Prompt
Across the data below, how many lines have the word "handle" in them? Give the number and nothing else.

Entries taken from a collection
——

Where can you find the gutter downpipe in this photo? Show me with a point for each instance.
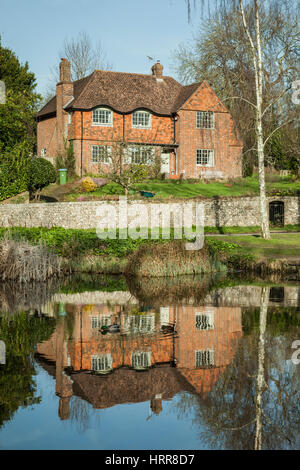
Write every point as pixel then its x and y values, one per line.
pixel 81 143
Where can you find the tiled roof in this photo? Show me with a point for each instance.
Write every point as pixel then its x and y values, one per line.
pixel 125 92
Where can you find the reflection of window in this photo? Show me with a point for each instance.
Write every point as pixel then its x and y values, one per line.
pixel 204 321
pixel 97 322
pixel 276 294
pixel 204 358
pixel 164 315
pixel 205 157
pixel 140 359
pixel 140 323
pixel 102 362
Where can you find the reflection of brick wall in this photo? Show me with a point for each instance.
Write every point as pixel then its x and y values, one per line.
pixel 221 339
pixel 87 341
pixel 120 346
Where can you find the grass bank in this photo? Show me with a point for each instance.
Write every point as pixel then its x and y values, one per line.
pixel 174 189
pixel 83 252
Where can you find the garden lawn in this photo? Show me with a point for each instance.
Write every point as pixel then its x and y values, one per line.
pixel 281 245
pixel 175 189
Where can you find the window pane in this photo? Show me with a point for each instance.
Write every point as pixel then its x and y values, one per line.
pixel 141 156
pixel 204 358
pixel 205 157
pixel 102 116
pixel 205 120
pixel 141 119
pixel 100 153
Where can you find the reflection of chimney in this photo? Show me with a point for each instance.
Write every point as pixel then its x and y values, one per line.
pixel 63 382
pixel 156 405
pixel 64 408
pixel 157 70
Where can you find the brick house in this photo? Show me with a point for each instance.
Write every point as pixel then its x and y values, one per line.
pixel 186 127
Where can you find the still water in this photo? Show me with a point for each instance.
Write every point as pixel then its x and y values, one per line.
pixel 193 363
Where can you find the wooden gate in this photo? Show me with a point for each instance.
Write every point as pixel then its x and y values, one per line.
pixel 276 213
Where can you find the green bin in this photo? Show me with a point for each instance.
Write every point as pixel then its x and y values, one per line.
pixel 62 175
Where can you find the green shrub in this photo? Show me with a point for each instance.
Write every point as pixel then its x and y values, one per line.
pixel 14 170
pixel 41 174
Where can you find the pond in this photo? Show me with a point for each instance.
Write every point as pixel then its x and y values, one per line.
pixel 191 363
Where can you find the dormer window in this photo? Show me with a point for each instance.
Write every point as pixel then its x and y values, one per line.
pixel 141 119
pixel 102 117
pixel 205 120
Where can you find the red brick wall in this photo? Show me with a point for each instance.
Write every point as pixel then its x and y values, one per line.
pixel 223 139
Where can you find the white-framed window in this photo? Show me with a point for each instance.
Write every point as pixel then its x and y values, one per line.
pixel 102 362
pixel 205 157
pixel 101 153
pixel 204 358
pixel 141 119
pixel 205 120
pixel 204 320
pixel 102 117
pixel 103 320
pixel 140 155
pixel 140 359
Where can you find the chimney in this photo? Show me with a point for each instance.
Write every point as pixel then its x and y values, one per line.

——

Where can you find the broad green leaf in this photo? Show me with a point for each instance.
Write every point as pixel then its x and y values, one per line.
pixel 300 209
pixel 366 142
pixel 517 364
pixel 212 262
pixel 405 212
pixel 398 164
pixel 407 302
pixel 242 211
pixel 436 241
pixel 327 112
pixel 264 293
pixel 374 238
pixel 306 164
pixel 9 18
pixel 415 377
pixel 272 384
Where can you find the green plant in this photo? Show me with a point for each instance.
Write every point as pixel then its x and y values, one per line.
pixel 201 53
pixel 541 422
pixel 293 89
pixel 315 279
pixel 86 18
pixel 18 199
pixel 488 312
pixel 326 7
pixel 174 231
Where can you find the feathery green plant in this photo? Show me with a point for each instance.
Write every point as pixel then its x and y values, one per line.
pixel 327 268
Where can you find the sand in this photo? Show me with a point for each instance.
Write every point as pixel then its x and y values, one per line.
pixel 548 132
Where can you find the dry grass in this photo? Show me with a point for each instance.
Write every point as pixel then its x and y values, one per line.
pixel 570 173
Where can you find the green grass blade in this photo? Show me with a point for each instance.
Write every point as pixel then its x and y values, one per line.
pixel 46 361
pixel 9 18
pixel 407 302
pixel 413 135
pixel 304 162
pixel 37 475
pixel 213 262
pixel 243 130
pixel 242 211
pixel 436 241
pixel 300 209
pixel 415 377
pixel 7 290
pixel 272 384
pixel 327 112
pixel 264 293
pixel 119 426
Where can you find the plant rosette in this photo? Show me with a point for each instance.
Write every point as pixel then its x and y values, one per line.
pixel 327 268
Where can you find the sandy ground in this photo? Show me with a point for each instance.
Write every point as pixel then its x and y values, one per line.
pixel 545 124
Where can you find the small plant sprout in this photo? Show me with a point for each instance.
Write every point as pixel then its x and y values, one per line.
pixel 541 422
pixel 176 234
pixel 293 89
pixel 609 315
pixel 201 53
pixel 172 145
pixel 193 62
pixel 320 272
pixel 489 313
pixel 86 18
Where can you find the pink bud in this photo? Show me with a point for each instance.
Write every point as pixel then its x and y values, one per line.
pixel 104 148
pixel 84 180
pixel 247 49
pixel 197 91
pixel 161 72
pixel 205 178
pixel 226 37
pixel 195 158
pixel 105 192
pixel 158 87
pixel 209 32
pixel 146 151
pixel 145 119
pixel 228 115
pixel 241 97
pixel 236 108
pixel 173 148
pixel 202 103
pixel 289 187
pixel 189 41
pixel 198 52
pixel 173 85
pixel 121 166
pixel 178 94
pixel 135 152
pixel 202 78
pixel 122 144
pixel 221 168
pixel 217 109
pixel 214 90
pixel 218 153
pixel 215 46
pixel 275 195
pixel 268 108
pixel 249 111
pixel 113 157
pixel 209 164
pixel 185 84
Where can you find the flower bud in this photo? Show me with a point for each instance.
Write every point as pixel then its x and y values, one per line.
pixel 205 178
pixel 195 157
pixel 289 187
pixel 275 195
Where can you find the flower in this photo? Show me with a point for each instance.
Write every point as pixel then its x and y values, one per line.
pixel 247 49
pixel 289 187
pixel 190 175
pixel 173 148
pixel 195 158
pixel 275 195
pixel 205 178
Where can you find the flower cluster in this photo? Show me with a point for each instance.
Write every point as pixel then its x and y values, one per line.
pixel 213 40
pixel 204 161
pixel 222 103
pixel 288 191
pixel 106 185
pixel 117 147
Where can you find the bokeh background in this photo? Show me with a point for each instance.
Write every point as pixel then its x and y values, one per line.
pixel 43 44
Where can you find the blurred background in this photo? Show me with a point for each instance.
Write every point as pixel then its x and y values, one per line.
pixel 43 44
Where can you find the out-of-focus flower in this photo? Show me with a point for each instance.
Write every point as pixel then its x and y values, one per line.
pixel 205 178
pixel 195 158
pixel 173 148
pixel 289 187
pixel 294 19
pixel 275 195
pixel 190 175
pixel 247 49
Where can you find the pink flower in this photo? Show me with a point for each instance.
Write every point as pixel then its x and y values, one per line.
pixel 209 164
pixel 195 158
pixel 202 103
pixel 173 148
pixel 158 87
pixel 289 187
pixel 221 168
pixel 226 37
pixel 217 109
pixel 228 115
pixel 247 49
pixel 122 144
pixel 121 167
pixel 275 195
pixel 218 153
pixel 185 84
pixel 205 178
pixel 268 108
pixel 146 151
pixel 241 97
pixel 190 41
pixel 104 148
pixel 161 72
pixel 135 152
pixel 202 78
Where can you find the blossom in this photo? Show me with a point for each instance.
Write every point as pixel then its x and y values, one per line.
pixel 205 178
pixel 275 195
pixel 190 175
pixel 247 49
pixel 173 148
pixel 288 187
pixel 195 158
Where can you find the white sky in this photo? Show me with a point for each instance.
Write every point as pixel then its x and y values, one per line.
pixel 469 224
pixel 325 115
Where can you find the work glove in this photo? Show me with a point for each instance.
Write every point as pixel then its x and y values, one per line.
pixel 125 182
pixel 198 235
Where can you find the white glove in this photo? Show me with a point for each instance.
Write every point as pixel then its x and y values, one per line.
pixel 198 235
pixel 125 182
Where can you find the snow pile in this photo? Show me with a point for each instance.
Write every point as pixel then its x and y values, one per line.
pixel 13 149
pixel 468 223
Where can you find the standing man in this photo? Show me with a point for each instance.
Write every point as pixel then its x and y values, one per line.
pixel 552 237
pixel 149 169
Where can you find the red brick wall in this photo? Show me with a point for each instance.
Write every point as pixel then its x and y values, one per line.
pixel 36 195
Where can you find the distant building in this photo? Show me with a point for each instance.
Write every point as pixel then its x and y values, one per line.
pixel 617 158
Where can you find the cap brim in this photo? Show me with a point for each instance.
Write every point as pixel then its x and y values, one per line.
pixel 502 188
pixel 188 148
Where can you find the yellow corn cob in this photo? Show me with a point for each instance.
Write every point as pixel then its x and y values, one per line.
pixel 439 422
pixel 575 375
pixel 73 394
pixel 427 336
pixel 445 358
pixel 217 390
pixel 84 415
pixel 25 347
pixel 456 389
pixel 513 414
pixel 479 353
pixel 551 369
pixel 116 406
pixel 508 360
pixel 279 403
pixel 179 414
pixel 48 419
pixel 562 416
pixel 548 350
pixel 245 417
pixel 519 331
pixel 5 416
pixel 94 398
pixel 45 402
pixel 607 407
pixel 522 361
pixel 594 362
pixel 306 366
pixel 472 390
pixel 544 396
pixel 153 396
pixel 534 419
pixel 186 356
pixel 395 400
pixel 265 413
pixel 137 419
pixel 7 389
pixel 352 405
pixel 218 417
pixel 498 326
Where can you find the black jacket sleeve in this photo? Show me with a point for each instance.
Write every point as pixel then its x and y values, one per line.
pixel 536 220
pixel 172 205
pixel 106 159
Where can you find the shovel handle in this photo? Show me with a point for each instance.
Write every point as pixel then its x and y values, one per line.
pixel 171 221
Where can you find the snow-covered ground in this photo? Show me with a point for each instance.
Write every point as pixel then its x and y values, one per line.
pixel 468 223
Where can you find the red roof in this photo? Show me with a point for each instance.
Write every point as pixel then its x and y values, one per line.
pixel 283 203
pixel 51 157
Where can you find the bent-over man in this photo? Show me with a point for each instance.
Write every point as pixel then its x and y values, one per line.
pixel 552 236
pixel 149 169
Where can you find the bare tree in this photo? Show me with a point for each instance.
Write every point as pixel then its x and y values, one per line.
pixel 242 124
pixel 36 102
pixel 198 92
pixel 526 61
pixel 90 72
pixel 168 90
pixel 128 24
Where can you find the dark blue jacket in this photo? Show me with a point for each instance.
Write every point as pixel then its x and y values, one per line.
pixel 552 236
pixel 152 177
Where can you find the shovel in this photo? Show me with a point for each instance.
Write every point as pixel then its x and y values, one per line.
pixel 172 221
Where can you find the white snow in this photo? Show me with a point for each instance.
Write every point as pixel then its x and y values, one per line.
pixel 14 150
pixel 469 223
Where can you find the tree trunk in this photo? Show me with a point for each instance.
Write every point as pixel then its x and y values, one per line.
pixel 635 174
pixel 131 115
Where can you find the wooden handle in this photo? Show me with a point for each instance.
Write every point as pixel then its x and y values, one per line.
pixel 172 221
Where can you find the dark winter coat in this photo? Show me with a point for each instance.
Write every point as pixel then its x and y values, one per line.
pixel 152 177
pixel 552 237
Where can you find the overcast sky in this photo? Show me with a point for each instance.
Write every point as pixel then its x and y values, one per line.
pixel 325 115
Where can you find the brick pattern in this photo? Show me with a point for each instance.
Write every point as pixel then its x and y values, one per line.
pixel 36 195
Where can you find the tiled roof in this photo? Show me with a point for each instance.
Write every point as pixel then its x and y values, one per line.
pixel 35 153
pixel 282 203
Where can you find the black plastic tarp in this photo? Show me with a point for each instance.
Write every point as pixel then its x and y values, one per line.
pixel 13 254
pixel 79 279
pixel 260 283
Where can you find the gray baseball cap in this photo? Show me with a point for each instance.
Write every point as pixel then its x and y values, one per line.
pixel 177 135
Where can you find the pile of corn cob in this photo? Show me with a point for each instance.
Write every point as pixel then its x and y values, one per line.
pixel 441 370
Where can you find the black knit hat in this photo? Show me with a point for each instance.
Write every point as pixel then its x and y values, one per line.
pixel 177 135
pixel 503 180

——

Solution
2